### DATA SHOWN
## START
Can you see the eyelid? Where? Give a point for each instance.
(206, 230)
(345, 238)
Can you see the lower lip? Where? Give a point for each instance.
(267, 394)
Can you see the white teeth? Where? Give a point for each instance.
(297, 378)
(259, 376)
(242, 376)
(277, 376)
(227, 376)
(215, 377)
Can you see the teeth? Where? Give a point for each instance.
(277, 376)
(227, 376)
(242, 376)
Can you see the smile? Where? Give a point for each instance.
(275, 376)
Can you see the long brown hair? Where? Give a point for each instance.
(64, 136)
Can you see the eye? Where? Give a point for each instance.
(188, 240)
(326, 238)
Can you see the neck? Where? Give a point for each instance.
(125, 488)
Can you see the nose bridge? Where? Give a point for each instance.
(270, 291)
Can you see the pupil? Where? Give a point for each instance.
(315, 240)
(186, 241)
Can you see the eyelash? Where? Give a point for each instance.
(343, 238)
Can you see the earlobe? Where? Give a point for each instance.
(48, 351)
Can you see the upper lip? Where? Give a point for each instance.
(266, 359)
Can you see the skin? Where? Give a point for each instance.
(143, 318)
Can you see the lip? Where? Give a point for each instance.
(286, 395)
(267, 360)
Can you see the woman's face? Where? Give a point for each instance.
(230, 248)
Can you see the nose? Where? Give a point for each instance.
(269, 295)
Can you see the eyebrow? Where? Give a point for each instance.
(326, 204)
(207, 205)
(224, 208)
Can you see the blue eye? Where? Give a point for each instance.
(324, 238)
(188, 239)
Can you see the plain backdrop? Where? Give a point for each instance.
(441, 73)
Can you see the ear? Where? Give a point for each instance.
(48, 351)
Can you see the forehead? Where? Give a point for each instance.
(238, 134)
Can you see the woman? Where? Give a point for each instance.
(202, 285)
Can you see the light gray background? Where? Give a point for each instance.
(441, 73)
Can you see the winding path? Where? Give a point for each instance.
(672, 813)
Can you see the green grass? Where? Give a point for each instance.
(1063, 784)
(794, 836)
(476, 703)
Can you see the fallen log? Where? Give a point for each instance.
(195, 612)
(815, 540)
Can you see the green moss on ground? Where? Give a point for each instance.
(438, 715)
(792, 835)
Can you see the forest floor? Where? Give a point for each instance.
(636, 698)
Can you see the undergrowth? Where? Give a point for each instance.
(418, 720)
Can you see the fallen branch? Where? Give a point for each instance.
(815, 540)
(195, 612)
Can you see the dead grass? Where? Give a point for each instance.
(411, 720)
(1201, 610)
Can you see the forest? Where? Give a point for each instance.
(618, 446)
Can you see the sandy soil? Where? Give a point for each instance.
## END
### PROBLEM TO SOLVE
In the records above, locate the line that contains "Can you see the blue". Repeat it and every line after it, exactly, and nothing else.

### WRITTEN REPLY
Can you see the blue eye? Where? Give a point for each instance.
(324, 238)
(188, 239)
Can you see the plain backdrop? Where? Give a point for each instance.
(441, 73)
Can you see the ear? Where? Give a point for each instance.
(48, 351)
Can you see the forehead? Where? Give a point for each instance.
(238, 134)
Can you see the woman? Where? Give a point for each instance.
(202, 285)
Can you see the light gray background? Where? Give a point for each instance.
(441, 73)
Can you see the winding path? Where? Give a point for each instance.
(672, 813)
Can you see the green grass? Where? Give a point for each instance.
(1063, 784)
(794, 836)
(476, 703)
Can you see the fallen log? Where? Give a point for each instance.
(195, 612)
(815, 540)
Can you see the green moss on ground? Where? Give a point for each instance.
(438, 715)
(792, 835)
Can you see the forest floor? Where? Give a point for each instance.
(636, 698)
Can you see the undergrowth? Where? Give a point for each instance.
(418, 720)
Can you see the fallen branch? Where? Give a point for each instance.
(815, 540)
(195, 612)
Can you see the dead grass? Where? Give a point for each instance.
(411, 720)
(1201, 610)
Can you see the forest? Where? Give a point for each instance.
(618, 446)
Can you see the sandy soil? Where? Give a point for each instance.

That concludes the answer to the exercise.